═════ SELECTED TEXT ═════

Mr Dzelme has a background in the area of waste water treatment. For more than 15 years he has been supplying aquaculture farmers and others solutions for the treatment of waste water. We are very familiar with how to design and build these systems, he says, but it took a little longer to understand about shrimp production. While finding information about these processes is relatively easy, it is far more complex to actually build these systems, learn how to control them, and decide how automated they should be. Growing shrimp is not just a question of placing the organisms into a tank. A successful commercial enterprise will have to do far more than this, otherwise it would just be a hobby.

Annual production is currently limited to some 2.5 tonnes, but plans to expand this to 35 tonnes are almost finalised.

═════ STORED DATA ═════

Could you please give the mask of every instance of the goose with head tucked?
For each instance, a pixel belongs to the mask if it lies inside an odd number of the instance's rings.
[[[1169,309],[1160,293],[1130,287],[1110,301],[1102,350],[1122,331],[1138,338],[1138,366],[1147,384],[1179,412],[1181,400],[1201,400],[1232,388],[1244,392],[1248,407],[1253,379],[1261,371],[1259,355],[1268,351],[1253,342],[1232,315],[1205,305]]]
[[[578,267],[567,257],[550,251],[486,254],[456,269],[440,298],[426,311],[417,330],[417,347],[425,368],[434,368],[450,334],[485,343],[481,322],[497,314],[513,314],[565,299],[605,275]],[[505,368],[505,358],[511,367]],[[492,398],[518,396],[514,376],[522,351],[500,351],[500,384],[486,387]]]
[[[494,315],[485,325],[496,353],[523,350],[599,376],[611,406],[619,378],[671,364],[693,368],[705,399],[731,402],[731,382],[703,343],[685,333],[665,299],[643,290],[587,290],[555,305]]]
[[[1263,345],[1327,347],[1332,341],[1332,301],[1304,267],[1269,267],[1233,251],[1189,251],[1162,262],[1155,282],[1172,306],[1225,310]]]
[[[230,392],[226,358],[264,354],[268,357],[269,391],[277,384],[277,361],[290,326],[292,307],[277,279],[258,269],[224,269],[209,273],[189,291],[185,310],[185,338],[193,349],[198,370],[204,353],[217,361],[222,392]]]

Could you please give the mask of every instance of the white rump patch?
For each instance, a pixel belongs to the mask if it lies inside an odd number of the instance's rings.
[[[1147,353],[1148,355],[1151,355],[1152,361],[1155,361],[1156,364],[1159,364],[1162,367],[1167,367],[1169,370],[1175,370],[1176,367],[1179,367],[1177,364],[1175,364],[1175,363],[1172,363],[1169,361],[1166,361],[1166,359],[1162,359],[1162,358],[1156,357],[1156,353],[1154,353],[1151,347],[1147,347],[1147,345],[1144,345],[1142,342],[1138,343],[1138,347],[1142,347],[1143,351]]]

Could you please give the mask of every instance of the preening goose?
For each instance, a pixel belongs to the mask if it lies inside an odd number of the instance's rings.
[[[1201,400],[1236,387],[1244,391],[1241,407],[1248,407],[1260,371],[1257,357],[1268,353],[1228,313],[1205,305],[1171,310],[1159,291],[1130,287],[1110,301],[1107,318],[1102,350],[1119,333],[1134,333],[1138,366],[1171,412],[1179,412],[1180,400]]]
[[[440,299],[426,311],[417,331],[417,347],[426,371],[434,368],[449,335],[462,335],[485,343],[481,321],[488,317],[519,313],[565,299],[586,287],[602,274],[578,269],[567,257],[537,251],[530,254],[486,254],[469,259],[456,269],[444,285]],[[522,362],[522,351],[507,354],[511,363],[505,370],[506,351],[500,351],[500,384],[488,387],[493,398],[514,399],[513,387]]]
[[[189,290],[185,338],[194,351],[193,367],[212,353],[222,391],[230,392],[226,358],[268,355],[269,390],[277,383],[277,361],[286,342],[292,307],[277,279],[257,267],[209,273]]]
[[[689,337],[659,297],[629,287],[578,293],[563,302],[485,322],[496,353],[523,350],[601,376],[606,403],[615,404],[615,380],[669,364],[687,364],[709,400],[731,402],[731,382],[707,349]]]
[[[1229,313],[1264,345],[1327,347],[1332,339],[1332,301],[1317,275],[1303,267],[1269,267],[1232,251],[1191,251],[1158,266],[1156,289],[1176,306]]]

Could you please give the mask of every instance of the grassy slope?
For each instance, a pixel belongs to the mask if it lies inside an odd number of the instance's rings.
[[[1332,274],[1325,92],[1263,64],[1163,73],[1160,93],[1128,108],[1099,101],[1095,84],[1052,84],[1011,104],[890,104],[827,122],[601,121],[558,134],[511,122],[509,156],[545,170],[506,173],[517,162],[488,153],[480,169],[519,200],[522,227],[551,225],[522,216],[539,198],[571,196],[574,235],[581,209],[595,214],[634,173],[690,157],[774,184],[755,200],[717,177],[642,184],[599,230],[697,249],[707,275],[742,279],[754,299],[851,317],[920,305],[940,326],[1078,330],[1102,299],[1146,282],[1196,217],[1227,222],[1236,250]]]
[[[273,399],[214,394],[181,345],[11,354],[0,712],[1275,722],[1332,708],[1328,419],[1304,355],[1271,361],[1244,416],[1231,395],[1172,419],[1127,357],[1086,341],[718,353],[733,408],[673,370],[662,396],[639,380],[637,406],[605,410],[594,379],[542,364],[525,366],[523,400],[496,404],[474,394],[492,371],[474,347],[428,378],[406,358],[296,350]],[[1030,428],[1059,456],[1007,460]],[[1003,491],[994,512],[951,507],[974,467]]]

═════
═════ STORED DATA ═════

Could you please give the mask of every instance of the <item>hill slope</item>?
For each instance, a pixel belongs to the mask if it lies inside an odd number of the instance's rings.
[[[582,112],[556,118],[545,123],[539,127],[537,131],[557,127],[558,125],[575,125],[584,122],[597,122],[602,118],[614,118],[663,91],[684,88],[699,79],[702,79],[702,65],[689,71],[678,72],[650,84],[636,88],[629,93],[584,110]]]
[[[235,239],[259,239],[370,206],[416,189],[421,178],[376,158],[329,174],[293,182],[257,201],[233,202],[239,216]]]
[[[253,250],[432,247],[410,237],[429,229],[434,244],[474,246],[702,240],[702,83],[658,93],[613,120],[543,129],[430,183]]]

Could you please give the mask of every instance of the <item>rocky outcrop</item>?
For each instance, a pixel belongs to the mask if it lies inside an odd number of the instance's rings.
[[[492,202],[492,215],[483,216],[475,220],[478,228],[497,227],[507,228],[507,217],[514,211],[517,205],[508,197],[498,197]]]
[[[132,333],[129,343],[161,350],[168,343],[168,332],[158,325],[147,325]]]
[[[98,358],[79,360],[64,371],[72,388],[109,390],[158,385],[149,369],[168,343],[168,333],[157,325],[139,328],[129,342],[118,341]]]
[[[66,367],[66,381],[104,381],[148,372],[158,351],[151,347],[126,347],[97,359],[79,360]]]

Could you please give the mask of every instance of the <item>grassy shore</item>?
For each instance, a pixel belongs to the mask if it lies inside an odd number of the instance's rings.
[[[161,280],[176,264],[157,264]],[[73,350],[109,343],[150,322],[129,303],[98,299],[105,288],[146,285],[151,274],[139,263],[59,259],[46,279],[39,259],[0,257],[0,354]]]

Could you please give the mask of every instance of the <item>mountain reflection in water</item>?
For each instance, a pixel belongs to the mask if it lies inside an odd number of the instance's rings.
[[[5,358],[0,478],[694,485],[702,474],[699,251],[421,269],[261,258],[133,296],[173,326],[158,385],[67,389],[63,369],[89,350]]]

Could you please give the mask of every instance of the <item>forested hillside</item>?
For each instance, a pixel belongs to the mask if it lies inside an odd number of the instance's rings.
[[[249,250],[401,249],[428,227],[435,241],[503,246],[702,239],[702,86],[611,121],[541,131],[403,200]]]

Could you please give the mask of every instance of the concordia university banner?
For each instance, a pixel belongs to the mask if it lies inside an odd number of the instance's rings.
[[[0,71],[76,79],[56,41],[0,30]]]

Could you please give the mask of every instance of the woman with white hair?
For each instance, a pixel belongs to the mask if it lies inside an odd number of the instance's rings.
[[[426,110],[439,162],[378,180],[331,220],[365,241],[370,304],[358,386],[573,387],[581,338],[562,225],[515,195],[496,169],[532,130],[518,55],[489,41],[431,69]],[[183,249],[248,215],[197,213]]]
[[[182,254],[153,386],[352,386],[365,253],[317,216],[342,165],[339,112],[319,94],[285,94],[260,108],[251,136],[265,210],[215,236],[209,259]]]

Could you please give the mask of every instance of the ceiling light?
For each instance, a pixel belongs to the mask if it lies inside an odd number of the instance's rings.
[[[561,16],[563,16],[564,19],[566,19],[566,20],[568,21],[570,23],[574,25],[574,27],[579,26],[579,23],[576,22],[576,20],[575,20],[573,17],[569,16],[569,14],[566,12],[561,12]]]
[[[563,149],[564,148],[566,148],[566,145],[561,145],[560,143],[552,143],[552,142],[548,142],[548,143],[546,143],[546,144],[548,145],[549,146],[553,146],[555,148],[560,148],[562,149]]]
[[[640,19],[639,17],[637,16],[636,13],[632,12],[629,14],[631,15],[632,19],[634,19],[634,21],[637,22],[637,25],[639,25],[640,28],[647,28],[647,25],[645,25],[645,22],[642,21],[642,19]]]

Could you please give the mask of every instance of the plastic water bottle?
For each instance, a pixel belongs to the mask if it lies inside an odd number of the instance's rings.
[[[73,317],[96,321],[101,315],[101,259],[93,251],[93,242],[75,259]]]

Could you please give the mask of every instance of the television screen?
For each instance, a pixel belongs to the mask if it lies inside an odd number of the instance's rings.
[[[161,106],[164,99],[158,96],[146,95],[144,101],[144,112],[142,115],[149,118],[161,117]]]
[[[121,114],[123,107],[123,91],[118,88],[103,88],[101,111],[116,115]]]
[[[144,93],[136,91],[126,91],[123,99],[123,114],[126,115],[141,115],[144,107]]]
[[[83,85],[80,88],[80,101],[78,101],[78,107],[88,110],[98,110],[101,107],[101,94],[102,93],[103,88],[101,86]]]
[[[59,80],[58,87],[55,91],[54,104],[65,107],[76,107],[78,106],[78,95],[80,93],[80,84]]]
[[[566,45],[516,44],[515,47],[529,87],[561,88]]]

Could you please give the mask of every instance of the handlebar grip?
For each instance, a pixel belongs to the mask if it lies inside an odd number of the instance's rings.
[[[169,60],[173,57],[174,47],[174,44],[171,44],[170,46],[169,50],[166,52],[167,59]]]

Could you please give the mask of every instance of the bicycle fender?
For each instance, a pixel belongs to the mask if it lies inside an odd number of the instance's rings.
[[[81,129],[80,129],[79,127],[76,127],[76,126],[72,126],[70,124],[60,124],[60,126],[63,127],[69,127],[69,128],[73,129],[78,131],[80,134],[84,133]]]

═════

WORK TASK A: In the passage on Mr Dzelme's shrimp production, pull out the wording from "Mr Dzelme has" up to and including "be a hobby.".
WORK TASK B:
Answer these from the passage on Mr Dzelme's shrimp production:
(i) For how many years has Mr Dzelme been supplying waste water treatment solutions?
(ii) What is the current annual production?
(iii) To what figure is production planned to expand?

TASK OUTPUT A:
Mr Dzelme has a background in the area of waste water treatment. For more than 15 years he has been supplying aquaculture farmers and others solutions for the treatment of waste water. We are very familiar with how to design and build these systems, he says, but it took a little longer to understand about shrimp production. While finding information about these processes is relatively easy, it is far more complex to actually build these systems, learn how to control them, and decide how automated they should be. Growing shrimp is not just a question of placing the organisms into a tank. A successful commercial enterprise will have to do far more than this, otherwise it would just be a hobby.

TASK OUTPUT B:
(i) More than 15 years.
(ii) Some 2.5 tonnes.
(iii) 35 tonnes.